** Start of MATERIAL SHOWN **
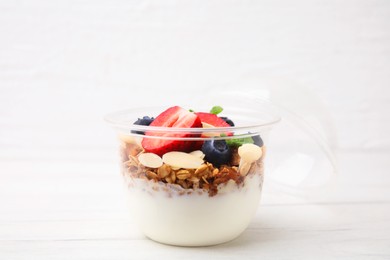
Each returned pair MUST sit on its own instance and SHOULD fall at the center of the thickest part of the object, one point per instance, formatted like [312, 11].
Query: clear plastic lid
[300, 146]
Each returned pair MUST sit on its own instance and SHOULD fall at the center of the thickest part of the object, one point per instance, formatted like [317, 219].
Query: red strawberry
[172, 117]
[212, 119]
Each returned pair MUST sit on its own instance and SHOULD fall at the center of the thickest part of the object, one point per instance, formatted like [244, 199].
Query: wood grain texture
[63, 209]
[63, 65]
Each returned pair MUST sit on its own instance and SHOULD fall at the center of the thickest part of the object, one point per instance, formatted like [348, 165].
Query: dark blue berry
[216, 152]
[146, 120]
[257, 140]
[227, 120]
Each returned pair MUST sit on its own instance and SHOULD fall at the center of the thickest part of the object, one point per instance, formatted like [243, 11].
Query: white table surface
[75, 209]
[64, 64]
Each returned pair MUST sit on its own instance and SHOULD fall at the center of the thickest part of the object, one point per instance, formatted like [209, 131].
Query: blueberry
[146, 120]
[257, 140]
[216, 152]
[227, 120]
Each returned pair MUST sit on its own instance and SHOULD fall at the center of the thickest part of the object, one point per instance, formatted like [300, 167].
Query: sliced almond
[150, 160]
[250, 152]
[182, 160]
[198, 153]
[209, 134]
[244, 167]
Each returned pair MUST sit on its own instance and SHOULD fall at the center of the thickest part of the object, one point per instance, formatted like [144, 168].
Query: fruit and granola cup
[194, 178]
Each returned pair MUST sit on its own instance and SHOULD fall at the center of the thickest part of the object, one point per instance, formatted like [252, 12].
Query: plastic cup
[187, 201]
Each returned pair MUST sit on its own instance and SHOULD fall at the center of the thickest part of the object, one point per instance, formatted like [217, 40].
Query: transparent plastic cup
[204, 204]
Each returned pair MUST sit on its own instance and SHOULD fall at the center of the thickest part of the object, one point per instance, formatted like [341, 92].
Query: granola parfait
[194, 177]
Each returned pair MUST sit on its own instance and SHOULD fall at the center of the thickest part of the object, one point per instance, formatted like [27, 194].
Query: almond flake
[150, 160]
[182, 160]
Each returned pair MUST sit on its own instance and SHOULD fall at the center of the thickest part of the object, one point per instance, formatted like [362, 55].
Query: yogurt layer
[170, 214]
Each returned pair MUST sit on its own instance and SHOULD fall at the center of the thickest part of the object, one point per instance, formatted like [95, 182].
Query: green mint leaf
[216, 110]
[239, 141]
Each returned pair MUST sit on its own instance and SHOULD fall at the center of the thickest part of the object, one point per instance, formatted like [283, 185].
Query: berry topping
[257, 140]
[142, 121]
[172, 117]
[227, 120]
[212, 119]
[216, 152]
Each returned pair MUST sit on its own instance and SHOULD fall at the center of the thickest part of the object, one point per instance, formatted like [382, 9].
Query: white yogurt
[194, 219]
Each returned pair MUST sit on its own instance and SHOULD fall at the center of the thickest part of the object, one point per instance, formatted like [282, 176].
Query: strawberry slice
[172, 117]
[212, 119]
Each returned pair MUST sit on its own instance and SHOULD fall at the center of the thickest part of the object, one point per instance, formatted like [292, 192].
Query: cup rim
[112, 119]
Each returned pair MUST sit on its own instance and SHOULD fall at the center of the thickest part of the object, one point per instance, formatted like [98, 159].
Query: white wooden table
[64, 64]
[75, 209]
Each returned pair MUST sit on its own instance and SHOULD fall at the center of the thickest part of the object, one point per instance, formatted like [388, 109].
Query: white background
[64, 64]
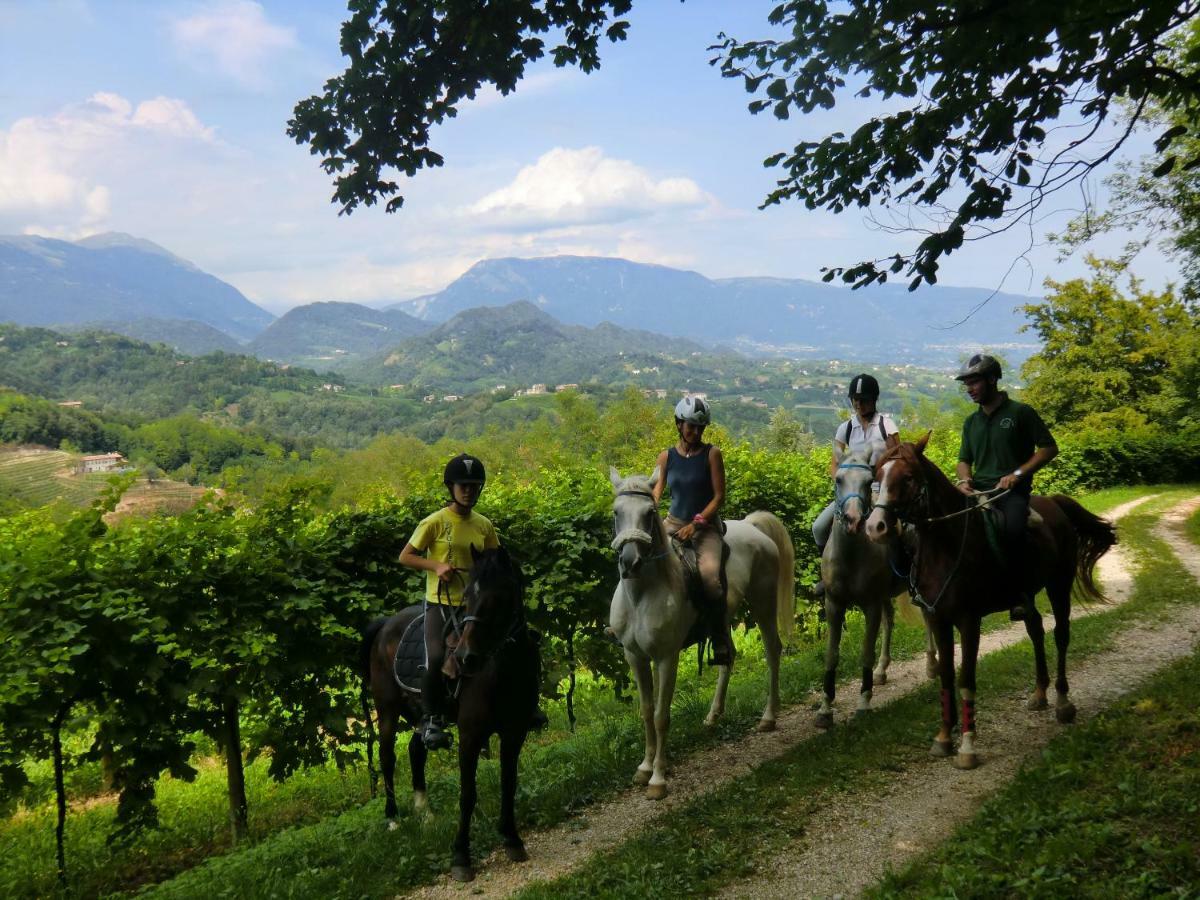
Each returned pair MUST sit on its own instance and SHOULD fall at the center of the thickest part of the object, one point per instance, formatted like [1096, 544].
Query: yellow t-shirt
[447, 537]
** End of MATERIAL SHOWN **
> **STATED TASK**:
Can you update all of the material above by replacing "thickest" with "widest" and leaving everything else unchanged? Omit the pictures from your answer.

> **IN RESPONSE**:
Each returned pair MUST sit on its own instance and SHOULD fall at the center of the widest part of the object, one point per instance, formatted like [312, 11].
Query: clear plastic lid
[300, 146]
Each returned pair MUST sit on its own instance and SHOULD fall at the center of the widest part of the object, one point per instance, formatted like [317, 219].
Query: red strawberry
[172, 117]
[212, 119]
Each returned pair MUST sit on its own instance and SHOULD fall at the center of the widest part of the object, one point per instance, formatted like [244, 199].
Query: wood grain texture
[63, 209]
[63, 65]
Each returned pair MUST sit on its own instance and SHOULD fall at the center of the widest part of the object, one point per instance, formatted like [348, 165].
Query: dark blue berry
[216, 152]
[146, 120]
[257, 140]
[227, 120]
Each returned pair MUST sit on its own instance and SHOULD fall at the center of the widest part of the object, one point per instance, formatted like [243, 11].
Query: white table surface
[75, 209]
[64, 64]
Each returned pair MUST sit on its own instance and SHOULD fall at the center of the widest part of the object, one point per instance, formatted like [209, 131].
Query: blueberry
[146, 120]
[257, 140]
[216, 152]
[227, 120]
Each returned pair MUST sit on its own instance and SHOULD fall at the center of the widest part of the object, one point per instance, formatted like [300, 167].
Query: sliced almond
[150, 160]
[250, 152]
[182, 160]
[198, 153]
[209, 134]
[244, 167]
Each returned pair MUST sit on its own instance and SHOULD fall at the center of the widest part of the object, one point per instance, formatted like [144, 168].
Query: fruit and granola cup
[194, 178]
Each returned pair MUST sit on its own instance and SHOULD fall at the center of the widest part of the object, one point per instance, formatted like [252, 12].
Query: plastic cup
[187, 201]
Each returned pair MUST sit on its own instance and SHOULD fall at the center of the widest part of the object, one point per instance, formatted like [217, 40].
Query: transparent plastic cup
[204, 204]
Each returned pair MUST sit on its own instance and SHOULD fall at the center of the widest part of the object, one point per instance, formatted like [341, 92].
Query: granola parfait
[194, 177]
Each returned pair MUST sit on its own instance and SHOULD fall at the center of the widest part of the object, one point per instance, formatted like [27, 194].
Query: almond flake
[150, 160]
[182, 160]
Each returned pair MUST sit on its own instance and SHOULD fall at the center of the widest part of the object, one point per instance, formatted like [362, 55].
Query: yogurt layer
[170, 214]
Each returned pair MUST sit on its own instance and SHOULD fall at the center of the widest part of the object, one point per instance, formatted like [95, 182].
Query: green mint leaf
[216, 110]
[239, 141]
Each returned pair MUST sit on its own instance and SHOULD fall at the center of the widest part of the object, one point per instance, formatted like [283, 185].
Query: berry topping
[257, 140]
[142, 121]
[172, 117]
[227, 120]
[212, 119]
[216, 152]
Each returned pair MUST sit on its own instance and SHOULD fall at the center of the widest part of the object, one point per instance, formatted like [382, 9].
Query: white yogurt
[194, 219]
Each returned pair MUST sit on its own instance and SHOULD fall at the center of the widest part of the object, one point per instance, formatted like [282, 176].
Query: strawberry slice
[172, 117]
[212, 119]
Each returned pair MUST sit on its own instance and SHOULD fall at the center of the widest part of the object, one point per instance, formatted like [292, 192].
Query: cup rim
[112, 119]
Each returned pair MUST sit on its own instance and SHOULD fall at the center of the widest part of the object, one point per instance, formatted like [98, 159].
Query: white wooden table
[64, 64]
[75, 209]
Each returned pair MUST sit on its own instance and SHOULD fall at the center of the widest part of the object, one point per instance, formatted like [388, 109].
Query: white background
[64, 64]
Each returned pair MUST sit on its own instance and SHOULD fall at the center of the widest part of the object, one point per instance, formatted like [1096, 544].
Query: yellow t-shirt
[447, 537]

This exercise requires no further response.